**Data to process**

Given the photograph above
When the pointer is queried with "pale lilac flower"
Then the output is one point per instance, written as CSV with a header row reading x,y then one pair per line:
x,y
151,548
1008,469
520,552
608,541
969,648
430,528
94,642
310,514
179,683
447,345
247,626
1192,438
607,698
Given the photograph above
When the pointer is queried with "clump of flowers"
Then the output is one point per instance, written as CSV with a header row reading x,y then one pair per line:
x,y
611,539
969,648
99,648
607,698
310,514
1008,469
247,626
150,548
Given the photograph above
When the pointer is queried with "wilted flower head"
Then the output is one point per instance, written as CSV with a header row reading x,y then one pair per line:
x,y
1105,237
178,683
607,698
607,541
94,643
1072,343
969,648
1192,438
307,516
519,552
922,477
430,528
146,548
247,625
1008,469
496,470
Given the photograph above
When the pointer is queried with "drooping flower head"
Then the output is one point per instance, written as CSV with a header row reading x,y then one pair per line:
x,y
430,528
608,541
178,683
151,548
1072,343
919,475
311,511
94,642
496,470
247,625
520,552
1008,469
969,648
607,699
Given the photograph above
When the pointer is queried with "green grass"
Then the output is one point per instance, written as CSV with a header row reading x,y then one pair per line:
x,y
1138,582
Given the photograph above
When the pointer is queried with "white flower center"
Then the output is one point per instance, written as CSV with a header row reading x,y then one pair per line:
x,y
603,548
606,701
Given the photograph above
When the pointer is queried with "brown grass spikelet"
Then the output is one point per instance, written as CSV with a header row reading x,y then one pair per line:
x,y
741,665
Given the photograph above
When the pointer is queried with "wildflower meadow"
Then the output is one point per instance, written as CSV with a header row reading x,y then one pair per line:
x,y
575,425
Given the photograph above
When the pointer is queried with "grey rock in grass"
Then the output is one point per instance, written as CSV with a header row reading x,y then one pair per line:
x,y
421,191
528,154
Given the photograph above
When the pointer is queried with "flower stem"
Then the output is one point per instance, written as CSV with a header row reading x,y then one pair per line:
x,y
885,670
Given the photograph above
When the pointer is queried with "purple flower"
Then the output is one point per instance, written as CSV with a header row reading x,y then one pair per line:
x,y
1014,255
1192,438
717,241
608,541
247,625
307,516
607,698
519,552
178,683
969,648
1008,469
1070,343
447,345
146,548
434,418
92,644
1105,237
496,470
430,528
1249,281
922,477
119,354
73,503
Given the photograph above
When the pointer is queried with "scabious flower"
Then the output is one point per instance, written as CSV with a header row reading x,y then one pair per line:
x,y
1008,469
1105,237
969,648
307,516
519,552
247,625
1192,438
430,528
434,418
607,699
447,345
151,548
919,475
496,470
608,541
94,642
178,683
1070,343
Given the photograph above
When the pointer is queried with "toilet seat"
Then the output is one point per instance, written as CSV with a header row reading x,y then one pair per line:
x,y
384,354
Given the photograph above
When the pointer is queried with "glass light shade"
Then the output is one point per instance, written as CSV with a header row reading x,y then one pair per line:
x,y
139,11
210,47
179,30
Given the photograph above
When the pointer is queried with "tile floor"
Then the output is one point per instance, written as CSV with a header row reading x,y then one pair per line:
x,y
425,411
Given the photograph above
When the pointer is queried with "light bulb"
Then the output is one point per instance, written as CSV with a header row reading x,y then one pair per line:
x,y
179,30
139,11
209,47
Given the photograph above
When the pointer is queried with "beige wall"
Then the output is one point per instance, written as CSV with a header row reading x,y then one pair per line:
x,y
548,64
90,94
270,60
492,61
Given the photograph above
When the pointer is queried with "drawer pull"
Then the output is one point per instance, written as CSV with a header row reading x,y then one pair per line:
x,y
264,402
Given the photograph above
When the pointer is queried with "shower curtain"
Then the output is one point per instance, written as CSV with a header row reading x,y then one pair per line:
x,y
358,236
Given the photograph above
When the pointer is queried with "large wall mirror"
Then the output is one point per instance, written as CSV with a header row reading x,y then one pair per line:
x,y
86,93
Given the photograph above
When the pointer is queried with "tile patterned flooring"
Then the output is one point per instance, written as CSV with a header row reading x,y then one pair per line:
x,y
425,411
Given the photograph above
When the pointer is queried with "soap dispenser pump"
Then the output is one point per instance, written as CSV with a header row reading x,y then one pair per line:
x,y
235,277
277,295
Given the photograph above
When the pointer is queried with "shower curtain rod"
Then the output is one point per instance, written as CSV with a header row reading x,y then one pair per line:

**Your instructions**
Would you please print every record exactly as written?

**Output for this exercise**
Given the photograph above
When the pointer is queried with "pale lilac flower"
Then the output is one point per instance, written as CSV with a header row reading x,y then one pair per line:
x,y
151,548
1008,469
520,552
608,541
969,648
430,528
94,642
310,514
179,683
447,345
247,626
1192,438
607,698
Given the photograph above
When the pointer is queried with "clump of flowers"
Then the output is one point per instance, written as CSV with a header row reading x,y then one pair per line:
x,y
611,539
969,648
99,648
607,698
310,514
1008,469
247,626
150,548
Given the photograph above
When the pointer is queried with "wilted flower head"
Then the output is one point per instance, written as CSV with a header row reading x,y then one pair per line:
x,y
1105,237
178,683
607,698
607,541
94,643
1072,343
969,648
1192,438
307,516
519,552
922,477
430,528
146,548
247,625
1008,469
496,470
Given the photograph above
When the pointer is queried with "drooping flower head"
Then the output is one point per instance, written as CSV with a header row reading x,y then one pair per line:
x,y
430,528
608,541
178,683
151,548
1072,343
919,475
311,511
94,642
496,470
247,625
520,552
1008,469
969,648
607,699
Given the photograph above
When the pointer is queried with "green grass"
Then the output is one point per instance, written as CSV with a header row reading x,y then one pair per line:
x,y
1138,582
Given the photograph above
When the pointer is queried with "white flower center"
Then the output is one point per instance, written as CSV with a header row reading x,y then one pair per line:
x,y
603,548
606,701
Given the photograph above
When the pointer is queried with "brown grass spikelet"
Then the output is one point per instance, written as CSV with a header row reading x,y then one pair per line:
x,y
741,665
Given the photograph above
When the pointer is queried with "wildflower meadow"
Then the output is one point per instance, written as CSV with a header row reading x,y then one pair per line:
x,y
575,425
Given the photograph above
When the pointer is queried with "grey rock in grass"
Then the output is one point per instance, written as CSV with a header row reading x,y then one pair per line:
x,y
421,191
528,154
Given the photograph above
When the pointer is queried with "flower stem"
Then the output is one point per instance, written as CSV with a header row reading x,y then one pair per line:
x,y
885,670
Given the photograph above
When the pointer is queried with "purple flower"
Then the output is one point per instance, written as CSV with a header row reading x,y then one pair per line:
x,y
1014,255
1192,438
717,241
608,541
247,625
307,516
607,698
519,552
178,683
969,648
1008,469
1070,343
447,345
146,548
434,418
92,644
1105,237
496,470
430,528
1249,281
922,477
119,354
73,503
Given the photograph above
When the pointer is queried with "scabious flower"
Then the output is one point per instance, written as CSV with a header row reading x,y then one pair per line:
x,y
1008,469
1105,237
969,648
307,516
519,552
247,625
1192,438
430,528
434,418
607,699
447,345
151,548
919,475
496,470
608,541
94,642
178,683
1070,343
Given the photograph above
When the pointer is queried with "toilet seat"
Then the output is one point per instance, written as CSV with a header row reading x,y then one pair per line:
x,y
384,354
Given the photograph above
When the pointer is queried with "glass light shade"
Then the output is one point per instance, written as CSV with a header row reading x,y then one pair per line:
x,y
139,11
210,47
179,30
Given the photograph above
When the pointer is queried with "tile floor"
Then the output is one point per instance, written as CSV with a header row reading x,y then one pair per line:
x,y
425,411
Given the photograph above
When the pointer is queried with "light bulb"
Then the output is one point per instance, written as CSV with a header row reading x,y then one pair per line:
x,y
179,30
139,11
209,47
Given the photograph above
When the pointer is queried with "beige wall"
Then the output is one point per instance, written as CSV with a header row reading x,y then one pair per line:
x,y
548,64
90,94
270,60
492,61
Given the photograph above
When the pointer is queried with "drawer pull"
Then the output is one point per instance, written as CSV with a header row reading x,y then one pair per line:
x,y
264,402
Given the photograph above
When the pointer is queried with "shower curtain"
Then the output is one point per instance, written as CSV with a header row reading x,y then one pair per line:
x,y
358,236
Given the photograph above
When the pointer is queried with "large wall mirror"
Then the output is one point per instance, written as CSV with a header row reading x,y then one pair per line:
x,y
86,93
Given the photograph above
When the pointer is queried with "tile patterned flooring"
Then the output is one point per instance, written as CSV with a header row reading x,y then one pair per line:
x,y
425,411
Given the photograph above
When the pointer is queried with "soap dispenser pump"
Then the output is one point per instance, written as CSV with a header row reading x,y then one pair per line:
x,y
235,277
277,295
Given the photograph above
When the pointer is queried with "shower curtain rod"
Then the output is one point per instance, written as CSV with a header row reading x,y then one pair per line:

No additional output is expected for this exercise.